§ **Work required**
Retype the passage about Brett Beavers word for word, everything from "Brett Beavers (born" down to "Worth Leaving Behind.".

** Begin Passage to read **

Brett Beavers (born in Waco, Texas) is an American country music songwriter and producer and the co-author of the book Something Worth Leaving Behind.

Education and early career
Beavers attended Baylor University, where he earned a bachelor of science degree in secondary education in 1985. He spent the next four years playing bass guitar with a small country band throughout Central Texas, honing his skill as a songwriter. After a year away from the music business, when he married and taught high school science in Tyler, Texas, he moved to Nashville, Tennessee, to join a band with Deryl Dodd. Shortly after arriving in Nashville, Beavers began touring with Martina McBride as bass player and bandleader, from 1992–1996, and then with Lee Ann Womack from 1997–2005 in the same capacity. During this time, he started a publishing company and began getting his songs recorded by such artists as Tim McGraw and Billy Ray Cyrus. In 2005, he stopped performing and touring to pursue songwriting and producing on a full-time basis. His brother, Jim, is also a Nashville songwriter.

** End Passage to read **
** Begin Data section **

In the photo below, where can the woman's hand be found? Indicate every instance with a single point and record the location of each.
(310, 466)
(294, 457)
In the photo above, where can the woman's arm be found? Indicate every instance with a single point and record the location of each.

** End Data section **

§ **Written solution**
Brett Beavers (born in Waco, Texas) is an American country music songwriter and producer and the co-author of the book Something Worth Leaving Behind.